REQUIREMENTS » Rewrite the items below, changing every "Locate" to "Find" and keeping everything else the same. Omit the pictures from your answer.

Rows from a box labeling dataset »
## BEGIN

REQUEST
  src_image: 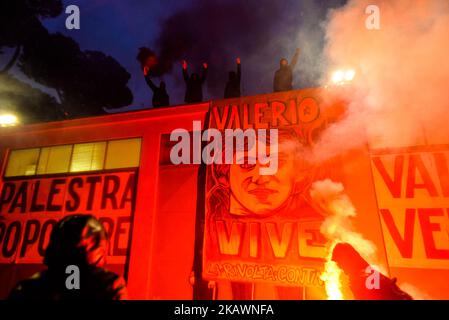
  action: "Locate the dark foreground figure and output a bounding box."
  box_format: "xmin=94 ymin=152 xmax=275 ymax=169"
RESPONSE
xmin=332 ymin=243 xmax=413 ymax=300
xmin=224 ymin=58 xmax=242 ymax=99
xmin=273 ymin=48 xmax=301 ymax=92
xmin=182 ymin=60 xmax=208 ymax=103
xmin=9 ymin=215 xmax=127 ymax=300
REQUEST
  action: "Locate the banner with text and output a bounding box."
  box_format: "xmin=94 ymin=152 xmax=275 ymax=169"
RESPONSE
xmin=0 ymin=171 xmax=136 ymax=264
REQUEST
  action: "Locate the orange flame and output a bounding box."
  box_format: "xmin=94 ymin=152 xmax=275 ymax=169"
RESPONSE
xmin=320 ymin=241 xmax=344 ymax=300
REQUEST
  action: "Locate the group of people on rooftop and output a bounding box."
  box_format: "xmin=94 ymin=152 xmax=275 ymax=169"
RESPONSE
xmin=137 ymin=48 xmax=300 ymax=107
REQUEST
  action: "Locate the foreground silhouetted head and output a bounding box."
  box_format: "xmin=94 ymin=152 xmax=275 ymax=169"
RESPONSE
xmin=44 ymin=214 xmax=108 ymax=269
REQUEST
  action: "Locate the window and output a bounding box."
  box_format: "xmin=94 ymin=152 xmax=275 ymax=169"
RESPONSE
xmin=37 ymin=145 xmax=73 ymax=174
xmin=5 ymin=138 xmax=141 ymax=177
xmin=105 ymin=139 xmax=140 ymax=169
xmin=5 ymin=148 xmax=39 ymax=177
xmin=70 ymin=142 xmax=106 ymax=172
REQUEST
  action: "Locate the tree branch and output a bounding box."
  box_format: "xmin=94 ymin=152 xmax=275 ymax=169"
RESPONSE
xmin=0 ymin=45 xmax=22 ymax=74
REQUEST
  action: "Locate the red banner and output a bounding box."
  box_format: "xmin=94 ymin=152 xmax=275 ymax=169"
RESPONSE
xmin=203 ymin=90 xmax=342 ymax=287
xmin=0 ymin=172 xmax=136 ymax=264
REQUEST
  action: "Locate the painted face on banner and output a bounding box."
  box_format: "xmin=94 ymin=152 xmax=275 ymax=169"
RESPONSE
xmin=229 ymin=134 xmax=302 ymax=217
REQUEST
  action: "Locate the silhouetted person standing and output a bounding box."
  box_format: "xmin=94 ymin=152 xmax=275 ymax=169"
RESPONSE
xmin=182 ymin=60 xmax=208 ymax=103
xmin=224 ymin=58 xmax=242 ymax=99
xmin=273 ymin=48 xmax=300 ymax=92
xmin=143 ymin=67 xmax=170 ymax=108
xmin=9 ymin=214 xmax=127 ymax=300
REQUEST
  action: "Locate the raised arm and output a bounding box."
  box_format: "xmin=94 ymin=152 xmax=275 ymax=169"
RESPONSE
xmin=182 ymin=60 xmax=189 ymax=82
xmin=201 ymin=62 xmax=209 ymax=83
xmin=290 ymin=48 xmax=301 ymax=69
xmin=235 ymin=58 xmax=242 ymax=82
xmin=143 ymin=67 xmax=157 ymax=91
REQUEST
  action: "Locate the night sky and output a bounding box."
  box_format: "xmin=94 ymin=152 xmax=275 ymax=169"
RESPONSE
xmin=14 ymin=0 xmax=345 ymax=110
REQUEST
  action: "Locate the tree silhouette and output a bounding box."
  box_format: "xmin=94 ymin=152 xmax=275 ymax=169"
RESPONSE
xmin=0 ymin=0 xmax=133 ymax=119
xmin=0 ymin=74 xmax=64 ymax=123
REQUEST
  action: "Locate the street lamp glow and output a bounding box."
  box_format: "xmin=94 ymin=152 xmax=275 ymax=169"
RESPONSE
xmin=331 ymin=69 xmax=355 ymax=85
xmin=332 ymin=70 xmax=345 ymax=84
xmin=0 ymin=113 xmax=19 ymax=127
xmin=345 ymin=69 xmax=355 ymax=81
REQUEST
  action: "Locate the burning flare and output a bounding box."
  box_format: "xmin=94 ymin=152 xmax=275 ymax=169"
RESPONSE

## END

REPLY »
REQUEST
  src_image: 
  action: "Find the dark foreground figure and output a bounding box."
  box_format: "xmin=94 ymin=152 xmax=275 ymax=169"
RESPONSE
xmin=332 ymin=243 xmax=413 ymax=300
xmin=224 ymin=58 xmax=242 ymax=99
xmin=273 ymin=48 xmax=301 ymax=92
xmin=182 ymin=60 xmax=208 ymax=103
xmin=9 ymin=215 xmax=127 ymax=300
REQUEST
  action: "Find the banner with text and output a bounding box."
  box_format: "xmin=94 ymin=152 xmax=275 ymax=169"
RESPONSE
xmin=0 ymin=171 xmax=136 ymax=264
REQUEST
  action: "Find the orange flame and output a bounding box."
  box_format: "xmin=94 ymin=152 xmax=275 ymax=169"
RESPONSE
xmin=320 ymin=241 xmax=344 ymax=300
REQUEST
  action: "Find the group of people on rooftop and output a bounding box."
  box_format: "xmin=94 ymin=152 xmax=275 ymax=169"
RESPONSE
xmin=137 ymin=48 xmax=300 ymax=107
REQUEST
  action: "Find the foreground silhouetted head and output a bounding box."
  box_format: "xmin=94 ymin=152 xmax=275 ymax=169"
RESPONSE
xmin=44 ymin=214 xmax=108 ymax=269
REQUEST
  action: "Find the window and output a bounding box."
  box_format: "xmin=94 ymin=152 xmax=275 ymax=169"
RESPONSE
xmin=37 ymin=145 xmax=73 ymax=174
xmin=5 ymin=138 xmax=141 ymax=177
xmin=105 ymin=139 xmax=140 ymax=169
xmin=5 ymin=148 xmax=39 ymax=177
xmin=70 ymin=142 xmax=106 ymax=172
REQUEST
  action: "Find the tree branch and output a bounding box."
  box_format: "xmin=94 ymin=152 xmax=275 ymax=169"
RESPONSE
xmin=0 ymin=45 xmax=22 ymax=74
REQUEST
  action: "Find the red banner and output a bounding box."
  box_format: "xmin=94 ymin=152 xmax=275 ymax=169"
RESPONSE
xmin=203 ymin=90 xmax=342 ymax=287
xmin=0 ymin=172 xmax=136 ymax=264
REQUEST
  action: "Find the painted face on banner and output a bounding box."
  box_format: "xmin=94 ymin=152 xmax=275 ymax=169"
RESPONSE
xmin=229 ymin=134 xmax=302 ymax=217
REQUEST
  action: "Find the silhouetted person standing and output a bounding box."
  box_format: "xmin=94 ymin=152 xmax=275 ymax=169"
RESPONSE
xmin=182 ymin=60 xmax=208 ymax=103
xmin=224 ymin=58 xmax=242 ymax=99
xmin=273 ymin=48 xmax=300 ymax=92
xmin=143 ymin=67 xmax=170 ymax=108
xmin=9 ymin=214 xmax=127 ymax=300
REQUEST
  action: "Find the raised arm and output a bounding box."
  box_format: "xmin=94 ymin=152 xmax=275 ymax=169"
RESPONSE
xmin=182 ymin=60 xmax=189 ymax=82
xmin=201 ymin=62 xmax=209 ymax=83
xmin=290 ymin=48 xmax=301 ymax=69
xmin=235 ymin=58 xmax=242 ymax=82
xmin=143 ymin=67 xmax=157 ymax=91
REQUEST
  action: "Find the night sky and output a bounding box."
  box_format: "xmin=94 ymin=152 xmax=275 ymax=169"
RESPONSE
xmin=14 ymin=0 xmax=345 ymax=110
REQUEST
  action: "Find the tree silhouette and output a bounding box."
  box_format: "xmin=94 ymin=152 xmax=275 ymax=169"
RESPONSE
xmin=0 ymin=0 xmax=133 ymax=119
xmin=0 ymin=74 xmax=64 ymax=123
REQUEST
  action: "Find the street lamp glow and output a bounding box."
  box_format: "xmin=94 ymin=152 xmax=275 ymax=169"
RESPONSE
xmin=331 ymin=69 xmax=355 ymax=85
xmin=332 ymin=70 xmax=345 ymax=84
xmin=0 ymin=113 xmax=19 ymax=127
xmin=345 ymin=69 xmax=355 ymax=81
REQUEST
  action: "Find the burning flare and output a bounding box."
  box_format: "xmin=94 ymin=152 xmax=275 ymax=169"
RESPONSE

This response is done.